### EXERCISE GOAL:
Take the lines from the one containing "Annotate the red" through the one containing "Target: red hair", inclusive, and switch "red hair" to "blond hair". Write out only those lines, with nothing else changed.

### MATERIAL PROVIDED:
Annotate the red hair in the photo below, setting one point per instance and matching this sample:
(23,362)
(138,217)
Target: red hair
---
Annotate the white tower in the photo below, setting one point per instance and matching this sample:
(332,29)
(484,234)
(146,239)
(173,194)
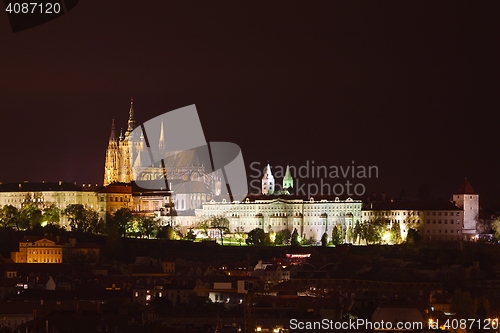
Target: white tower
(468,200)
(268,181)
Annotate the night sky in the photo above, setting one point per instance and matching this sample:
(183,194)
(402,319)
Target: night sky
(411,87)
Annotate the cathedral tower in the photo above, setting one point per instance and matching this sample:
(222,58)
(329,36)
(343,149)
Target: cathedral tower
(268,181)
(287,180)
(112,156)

### TASK SOLUTION:
Annotate the blond hair in the photo below, setting one point per instance and matching this sample:
(23,362)
(138,217)
Target: blond hair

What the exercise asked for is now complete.